■ TASK DESCRIPTION
Collect every line of the data below that contains the word "station" and copy each of those lines in full. Treat uppercase and lowercase letters as different.

■ GIVEN ENTRIES

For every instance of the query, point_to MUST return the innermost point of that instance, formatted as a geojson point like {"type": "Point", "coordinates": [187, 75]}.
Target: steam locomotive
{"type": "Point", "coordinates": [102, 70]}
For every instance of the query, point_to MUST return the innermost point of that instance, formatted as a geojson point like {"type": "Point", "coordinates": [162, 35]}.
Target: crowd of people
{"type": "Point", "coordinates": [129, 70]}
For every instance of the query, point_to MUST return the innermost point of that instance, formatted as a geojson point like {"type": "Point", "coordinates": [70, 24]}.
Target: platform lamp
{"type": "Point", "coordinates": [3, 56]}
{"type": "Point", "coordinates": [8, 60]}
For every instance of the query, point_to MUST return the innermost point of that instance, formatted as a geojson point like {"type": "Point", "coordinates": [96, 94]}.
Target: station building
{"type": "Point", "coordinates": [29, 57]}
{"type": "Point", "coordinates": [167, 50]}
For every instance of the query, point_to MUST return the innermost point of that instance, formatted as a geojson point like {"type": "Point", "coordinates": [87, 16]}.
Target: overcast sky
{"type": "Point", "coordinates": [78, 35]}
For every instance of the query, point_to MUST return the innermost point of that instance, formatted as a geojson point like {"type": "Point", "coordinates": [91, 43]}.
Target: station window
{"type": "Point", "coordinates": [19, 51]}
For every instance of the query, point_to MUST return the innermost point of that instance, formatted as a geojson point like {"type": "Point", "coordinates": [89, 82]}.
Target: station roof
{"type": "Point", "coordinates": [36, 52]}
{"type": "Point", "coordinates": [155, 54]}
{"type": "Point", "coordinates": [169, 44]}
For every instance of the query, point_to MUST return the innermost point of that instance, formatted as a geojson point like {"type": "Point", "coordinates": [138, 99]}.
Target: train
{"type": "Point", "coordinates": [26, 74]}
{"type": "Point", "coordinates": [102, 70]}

■ CORRECT OUTPUT
Target: station building
Target: station window
Target: station roof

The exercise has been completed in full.